**Exercise:** Update the part of the data that opens at the start and closes with the line containing "column 503, row 475", replacing "gray jacket" with "gray coat" and leaving everything else as it is.

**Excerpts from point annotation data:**
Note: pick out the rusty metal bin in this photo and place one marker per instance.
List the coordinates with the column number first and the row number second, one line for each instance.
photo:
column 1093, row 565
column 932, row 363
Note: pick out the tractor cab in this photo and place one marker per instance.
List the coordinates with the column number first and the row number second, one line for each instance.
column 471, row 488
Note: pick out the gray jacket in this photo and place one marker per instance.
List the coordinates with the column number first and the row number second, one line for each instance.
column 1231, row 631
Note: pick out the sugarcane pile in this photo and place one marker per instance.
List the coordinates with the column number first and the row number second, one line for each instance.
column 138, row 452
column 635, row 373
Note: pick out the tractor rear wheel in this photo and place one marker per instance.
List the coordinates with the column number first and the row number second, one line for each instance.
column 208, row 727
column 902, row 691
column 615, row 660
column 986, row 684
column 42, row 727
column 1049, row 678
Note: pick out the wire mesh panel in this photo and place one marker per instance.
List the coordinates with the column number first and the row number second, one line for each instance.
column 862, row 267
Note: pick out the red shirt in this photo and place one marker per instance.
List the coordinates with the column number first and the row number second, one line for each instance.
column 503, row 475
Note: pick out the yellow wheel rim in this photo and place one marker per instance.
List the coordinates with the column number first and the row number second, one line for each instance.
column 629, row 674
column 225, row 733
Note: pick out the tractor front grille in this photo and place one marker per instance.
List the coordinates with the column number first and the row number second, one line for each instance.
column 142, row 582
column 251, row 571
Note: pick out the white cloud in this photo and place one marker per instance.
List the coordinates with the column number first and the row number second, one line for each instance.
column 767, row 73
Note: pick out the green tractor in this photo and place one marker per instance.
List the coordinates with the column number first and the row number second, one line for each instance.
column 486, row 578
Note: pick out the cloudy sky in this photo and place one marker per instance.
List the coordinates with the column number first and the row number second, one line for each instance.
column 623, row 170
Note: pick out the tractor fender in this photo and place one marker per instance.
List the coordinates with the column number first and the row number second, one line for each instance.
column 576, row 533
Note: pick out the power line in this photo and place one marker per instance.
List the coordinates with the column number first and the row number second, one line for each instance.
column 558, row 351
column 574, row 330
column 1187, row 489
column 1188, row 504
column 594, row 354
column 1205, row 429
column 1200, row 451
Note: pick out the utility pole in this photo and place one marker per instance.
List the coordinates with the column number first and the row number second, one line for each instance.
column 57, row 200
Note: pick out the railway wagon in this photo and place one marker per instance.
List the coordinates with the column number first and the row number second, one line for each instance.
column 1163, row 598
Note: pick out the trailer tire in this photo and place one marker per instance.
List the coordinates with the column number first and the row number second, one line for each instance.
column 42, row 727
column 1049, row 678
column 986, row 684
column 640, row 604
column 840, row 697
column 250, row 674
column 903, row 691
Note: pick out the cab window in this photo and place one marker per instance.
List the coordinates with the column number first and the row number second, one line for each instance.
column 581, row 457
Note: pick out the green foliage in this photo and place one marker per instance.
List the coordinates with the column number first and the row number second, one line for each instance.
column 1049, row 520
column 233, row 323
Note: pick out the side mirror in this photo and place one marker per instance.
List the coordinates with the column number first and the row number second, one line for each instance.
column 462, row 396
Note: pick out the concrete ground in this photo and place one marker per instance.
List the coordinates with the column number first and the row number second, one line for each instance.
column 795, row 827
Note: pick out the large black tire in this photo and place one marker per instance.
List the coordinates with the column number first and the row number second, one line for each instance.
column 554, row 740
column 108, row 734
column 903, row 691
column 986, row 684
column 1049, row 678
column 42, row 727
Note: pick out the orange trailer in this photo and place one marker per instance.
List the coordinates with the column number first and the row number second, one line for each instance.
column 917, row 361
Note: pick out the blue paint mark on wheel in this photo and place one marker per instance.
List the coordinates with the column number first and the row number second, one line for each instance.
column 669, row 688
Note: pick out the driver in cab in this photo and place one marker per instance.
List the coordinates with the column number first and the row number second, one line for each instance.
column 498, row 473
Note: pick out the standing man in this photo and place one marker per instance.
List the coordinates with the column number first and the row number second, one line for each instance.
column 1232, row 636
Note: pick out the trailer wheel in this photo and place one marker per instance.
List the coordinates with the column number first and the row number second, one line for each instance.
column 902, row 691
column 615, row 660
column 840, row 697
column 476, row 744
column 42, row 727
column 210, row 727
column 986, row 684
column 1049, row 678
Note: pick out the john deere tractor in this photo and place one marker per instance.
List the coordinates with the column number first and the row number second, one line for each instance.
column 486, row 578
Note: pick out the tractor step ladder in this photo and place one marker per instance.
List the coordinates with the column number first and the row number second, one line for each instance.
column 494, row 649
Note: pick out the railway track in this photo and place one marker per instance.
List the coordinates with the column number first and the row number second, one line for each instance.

**Problem solution:**
Note: pick out the rusty metal bin in this photo and place one marker per instance.
List the coordinates with the column number first and the row number second, one line for each instance.
photo:
column 1093, row 565
column 932, row 363
Note: pick out the tractor cab in this photo and place one marker per instance.
List the coordinates with the column number first and the row number second, one line for each instance.
column 471, row 488
Note: pick out the gray coat in this photo and place one marker per instance.
List the coordinates with the column number first and the row number second, one line for each instance.
column 1231, row 631
Note: pick out the sugarcane pile in this photo and place one marker per instance.
List the coordinates with the column number first and the row number second, one line for each instance.
column 138, row 452
column 635, row 373
Note: pick out the tractor rear wheel in this photo and place one marker per instance.
List the coordinates with the column number first and the row number second, one line for each instance.
column 208, row 727
column 902, row 691
column 615, row 660
column 986, row 684
column 42, row 727
column 1049, row 678
Note: pick out the wire mesh panel in this photo and place one marker per instance.
List the coordinates with the column number first and the row number second, one line for each instance.
column 862, row 267
Note: pick out the red shirt in this photo and place one marker per instance.
List the coordinates with the column number first and the row number second, one line for each instance.
column 503, row 475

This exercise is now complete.